» TASK GOAL
Word for word, repeat each of the records below.

» RECORDS SUPPLIED

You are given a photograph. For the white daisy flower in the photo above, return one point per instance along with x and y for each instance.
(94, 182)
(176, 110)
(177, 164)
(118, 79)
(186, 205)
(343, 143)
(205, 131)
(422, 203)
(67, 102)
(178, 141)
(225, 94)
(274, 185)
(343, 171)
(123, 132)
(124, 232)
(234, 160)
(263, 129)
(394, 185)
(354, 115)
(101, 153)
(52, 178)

» RESULT
You are given a photograph. For the white daisy flower in the photo above, return one point per instance along with x and y for each instance.
(94, 182)
(176, 110)
(177, 164)
(118, 79)
(186, 205)
(343, 143)
(205, 131)
(422, 203)
(67, 102)
(178, 141)
(225, 94)
(274, 185)
(343, 171)
(123, 132)
(124, 232)
(234, 160)
(263, 129)
(394, 185)
(354, 115)
(101, 153)
(52, 178)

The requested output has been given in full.